Exercise objective.
Could you output every line of the records below as a JSON list of strings, one string per line, leaving out any blank lines?

[Dataset items]

⁂

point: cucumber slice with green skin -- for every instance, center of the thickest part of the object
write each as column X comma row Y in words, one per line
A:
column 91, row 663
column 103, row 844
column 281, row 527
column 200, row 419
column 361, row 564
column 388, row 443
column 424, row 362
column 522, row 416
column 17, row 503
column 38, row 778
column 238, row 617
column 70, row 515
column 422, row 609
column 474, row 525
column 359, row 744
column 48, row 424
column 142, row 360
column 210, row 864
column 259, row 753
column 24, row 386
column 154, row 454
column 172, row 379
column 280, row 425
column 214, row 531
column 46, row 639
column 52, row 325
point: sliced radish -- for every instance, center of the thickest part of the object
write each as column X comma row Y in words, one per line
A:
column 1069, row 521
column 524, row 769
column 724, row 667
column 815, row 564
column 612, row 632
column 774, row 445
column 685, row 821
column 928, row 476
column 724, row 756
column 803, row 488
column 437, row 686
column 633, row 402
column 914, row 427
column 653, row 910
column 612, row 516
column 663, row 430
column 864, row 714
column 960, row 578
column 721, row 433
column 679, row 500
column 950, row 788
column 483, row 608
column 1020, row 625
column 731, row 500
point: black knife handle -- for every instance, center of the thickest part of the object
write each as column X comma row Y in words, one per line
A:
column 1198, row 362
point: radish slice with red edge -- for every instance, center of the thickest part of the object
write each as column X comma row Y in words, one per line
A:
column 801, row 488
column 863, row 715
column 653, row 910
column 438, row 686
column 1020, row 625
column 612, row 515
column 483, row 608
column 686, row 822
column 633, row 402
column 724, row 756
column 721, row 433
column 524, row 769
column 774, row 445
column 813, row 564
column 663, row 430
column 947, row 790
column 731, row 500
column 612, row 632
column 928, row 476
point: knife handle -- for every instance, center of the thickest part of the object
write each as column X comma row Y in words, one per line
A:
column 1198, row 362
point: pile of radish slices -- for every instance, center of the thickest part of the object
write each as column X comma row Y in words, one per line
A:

⁂

Exercise result.
[
  "point: cucumber slice with green skin -- for every instance, center of the thickest part of the object",
  "write each as column X comma row Y in words, one per line",
  "A:",
  "column 91, row 663",
  "column 103, row 844",
  "column 281, row 527",
  "column 200, row 419",
  "column 361, row 564",
  "column 388, row 443",
  "column 424, row 362",
  "column 522, row 416",
  "column 17, row 503",
  "column 38, row 778",
  "column 238, row 617",
  "column 70, row 515",
  "column 422, row 609",
  "column 474, row 525",
  "column 359, row 744",
  "column 48, row 424",
  "column 142, row 360",
  "column 210, row 864",
  "column 259, row 753",
  "column 24, row 386",
  "column 154, row 454",
  "column 172, row 379",
  "column 280, row 425",
  "column 214, row 531",
  "column 46, row 639",
  "column 52, row 325",
  "point: sliced radish -- for every instance, center of the thickest part of the object",
  "write each as column X comma row Y in words, one per line",
  "A:",
  "column 1069, row 521",
  "column 524, row 769",
  "column 724, row 667",
  "column 815, row 564",
  "column 612, row 632",
  "column 774, row 445",
  "column 685, row 821",
  "column 928, row 476",
  "column 724, row 756",
  "column 803, row 488",
  "column 437, row 686",
  "column 633, row 402",
  "column 914, row 427",
  "column 653, row 910",
  "column 612, row 516",
  "column 663, row 430",
  "column 864, row 714",
  "column 960, row 578",
  "column 721, row 433",
  "column 679, row 500",
  "column 950, row 788",
  "column 483, row 608",
  "column 1020, row 625",
  "column 731, row 500",
  "point: black knife handle -- for every instance, center of the thickest part of the object",
  "write each as column X comma row Y in words, one per line",
  "A:",
  "column 1198, row 362",
  "point: radish slice with red edge -- for every instance, center of the thickest part of the object",
  "write each as column X comma row Y in words, one per line",
  "A:",
  "column 801, row 488",
  "column 863, row 715",
  "column 653, row 910",
  "column 438, row 686",
  "column 1020, row 625",
  "column 612, row 515",
  "column 483, row 608",
  "column 686, row 822",
  "column 633, row 402",
  "column 724, row 756",
  "column 721, row 433",
  "column 524, row 769",
  "column 774, row 445",
  "column 813, row 564",
  "column 663, row 430",
  "column 947, row 790",
  "column 731, row 500",
  "column 612, row 632",
  "column 928, row 476",
  "point: knife handle -- for every instance, center of the thickest part of the object",
  "write each as column X comma row Y in words, one per line",
  "A:",
  "column 1198, row 362",
  "point: pile of radish slices -- for every instance, center of the thickest part of the object",
  "write each as column X comma row Y in words, one per line",
  "A:"
]